Whenever a line in the data holds the string "white", copy that line.

# Collected data entries:
#####
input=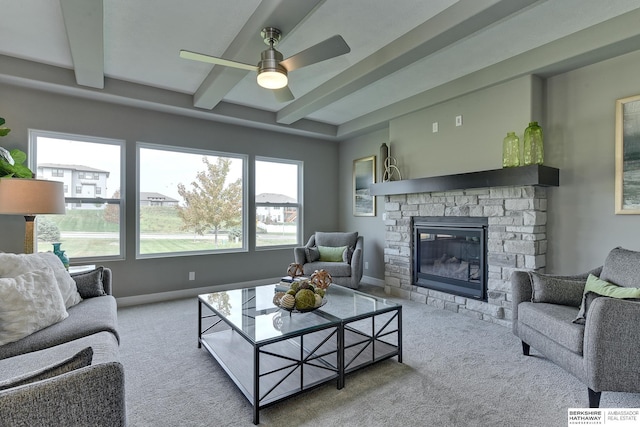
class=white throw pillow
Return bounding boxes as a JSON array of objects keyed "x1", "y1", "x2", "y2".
[
  {"x1": 0, "y1": 252, "x2": 82, "y2": 308},
  {"x1": 0, "y1": 267, "x2": 69, "y2": 346}
]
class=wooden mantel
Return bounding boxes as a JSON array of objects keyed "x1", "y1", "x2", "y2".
[{"x1": 369, "y1": 165, "x2": 559, "y2": 196}]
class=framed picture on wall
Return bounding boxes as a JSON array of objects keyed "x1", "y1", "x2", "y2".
[
  {"x1": 353, "y1": 155, "x2": 376, "y2": 216},
  {"x1": 615, "y1": 94, "x2": 640, "y2": 214}
]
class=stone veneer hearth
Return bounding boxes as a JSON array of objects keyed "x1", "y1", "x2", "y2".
[{"x1": 382, "y1": 185, "x2": 547, "y2": 328}]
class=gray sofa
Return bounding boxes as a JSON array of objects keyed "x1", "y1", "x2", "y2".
[
  {"x1": 0, "y1": 267, "x2": 126, "y2": 426},
  {"x1": 294, "y1": 231, "x2": 364, "y2": 289},
  {"x1": 511, "y1": 247, "x2": 640, "y2": 407}
]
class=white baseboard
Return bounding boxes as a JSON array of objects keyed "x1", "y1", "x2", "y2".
[{"x1": 116, "y1": 277, "x2": 281, "y2": 307}]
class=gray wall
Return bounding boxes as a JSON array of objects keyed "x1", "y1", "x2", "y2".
[
  {"x1": 545, "y1": 50, "x2": 640, "y2": 273},
  {"x1": 0, "y1": 84, "x2": 340, "y2": 298},
  {"x1": 339, "y1": 54, "x2": 640, "y2": 280},
  {"x1": 338, "y1": 128, "x2": 389, "y2": 284},
  {"x1": 338, "y1": 75, "x2": 542, "y2": 282}
]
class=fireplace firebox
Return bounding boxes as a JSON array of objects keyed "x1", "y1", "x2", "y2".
[{"x1": 413, "y1": 217, "x2": 488, "y2": 300}]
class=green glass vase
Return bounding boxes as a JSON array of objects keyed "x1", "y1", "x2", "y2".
[
  {"x1": 52, "y1": 242, "x2": 70, "y2": 270},
  {"x1": 523, "y1": 121, "x2": 544, "y2": 165},
  {"x1": 502, "y1": 132, "x2": 520, "y2": 168}
]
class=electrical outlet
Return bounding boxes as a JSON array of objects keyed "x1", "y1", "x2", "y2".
[
  {"x1": 432, "y1": 122, "x2": 438, "y2": 133},
  {"x1": 365, "y1": 261, "x2": 369, "y2": 270},
  {"x1": 455, "y1": 115, "x2": 463, "y2": 127},
  {"x1": 188, "y1": 271, "x2": 195, "y2": 281}
]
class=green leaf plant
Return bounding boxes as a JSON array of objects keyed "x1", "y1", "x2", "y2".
[{"x1": 0, "y1": 117, "x2": 34, "y2": 178}]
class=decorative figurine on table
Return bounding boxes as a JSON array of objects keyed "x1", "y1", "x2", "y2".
[
  {"x1": 287, "y1": 262, "x2": 304, "y2": 278},
  {"x1": 310, "y1": 269, "x2": 332, "y2": 290}
]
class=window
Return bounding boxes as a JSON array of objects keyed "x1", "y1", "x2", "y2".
[
  {"x1": 52, "y1": 169, "x2": 64, "y2": 177},
  {"x1": 30, "y1": 130, "x2": 124, "y2": 260},
  {"x1": 255, "y1": 157, "x2": 302, "y2": 248},
  {"x1": 96, "y1": 187, "x2": 102, "y2": 195},
  {"x1": 137, "y1": 143, "x2": 246, "y2": 258}
]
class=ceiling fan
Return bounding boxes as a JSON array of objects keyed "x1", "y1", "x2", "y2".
[{"x1": 179, "y1": 27, "x2": 350, "y2": 102}]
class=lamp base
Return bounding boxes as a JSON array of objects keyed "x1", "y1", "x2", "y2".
[{"x1": 24, "y1": 215, "x2": 35, "y2": 254}]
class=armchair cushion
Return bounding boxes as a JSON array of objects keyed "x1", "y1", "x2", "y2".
[
  {"x1": 318, "y1": 245, "x2": 348, "y2": 262},
  {"x1": 573, "y1": 292, "x2": 604, "y2": 325},
  {"x1": 305, "y1": 247, "x2": 320, "y2": 263},
  {"x1": 530, "y1": 272, "x2": 585, "y2": 306},
  {"x1": 0, "y1": 347, "x2": 93, "y2": 391},
  {"x1": 518, "y1": 302, "x2": 584, "y2": 354},
  {"x1": 574, "y1": 274, "x2": 640, "y2": 324},
  {"x1": 600, "y1": 247, "x2": 640, "y2": 288},
  {"x1": 314, "y1": 231, "x2": 358, "y2": 249},
  {"x1": 343, "y1": 246, "x2": 354, "y2": 263}
]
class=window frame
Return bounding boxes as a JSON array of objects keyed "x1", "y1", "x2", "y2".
[
  {"x1": 136, "y1": 142, "x2": 248, "y2": 259},
  {"x1": 254, "y1": 156, "x2": 303, "y2": 251},
  {"x1": 29, "y1": 129, "x2": 126, "y2": 262}
]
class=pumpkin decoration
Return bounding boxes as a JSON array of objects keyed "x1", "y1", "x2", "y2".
[{"x1": 310, "y1": 269, "x2": 332, "y2": 290}]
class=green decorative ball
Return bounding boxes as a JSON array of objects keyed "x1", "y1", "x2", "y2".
[{"x1": 295, "y1": 289, "x2": 316, "y2": 310}]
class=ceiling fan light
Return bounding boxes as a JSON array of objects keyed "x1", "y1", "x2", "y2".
[{"x1": 257, "y1": 69, "x2": 288, "y2": 89}]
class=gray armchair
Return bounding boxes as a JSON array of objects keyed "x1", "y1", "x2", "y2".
[
  {"x1": 511, "y1": 247, "x2": 640, "y2": 407},
  {"x1": 294, "y1": 231, "x2": 363, "y2": 289}
]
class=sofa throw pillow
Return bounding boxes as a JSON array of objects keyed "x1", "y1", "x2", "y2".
[
  {"x1": 73, "y1": 266, "x2": 107, "y2": 298},
  {"x1": 529, "y1": 272, "x2": 585, "y2": 307},
  {"x1": 600, "y1": 247, "x2": 640, "y2": 288},
  {"x1": 305, "y1": 246, "x2": 320, "y2": 263},
  {"x1": 573, "y1": 274, "x2": 640, "y2": 324},
  {"x1": 318, "y1": 245, "x2": 348, "y2": 262},
  {"x1": 0, "y1": 267, "x2": 69, "y2": 347},
  {"x1": 343, "y1": 246, "x2": 355, "y2": 264},
  {"x1": 0, "y1": 347, "x2": 93, "y2": 391},
  {"x1": 0, "y1": 252, "x2": 82, "y2": 309},
  {"x1": 573, "y1": 292, "x2": 605, "y2": 325}
]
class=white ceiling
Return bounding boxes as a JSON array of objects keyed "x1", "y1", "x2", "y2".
[{"x1": 1, "y1": 0, "x2": 640, "y2": 140}]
#####
# Solution for this task:
class=white throw pillow
class=white baseboard
class=white ceiling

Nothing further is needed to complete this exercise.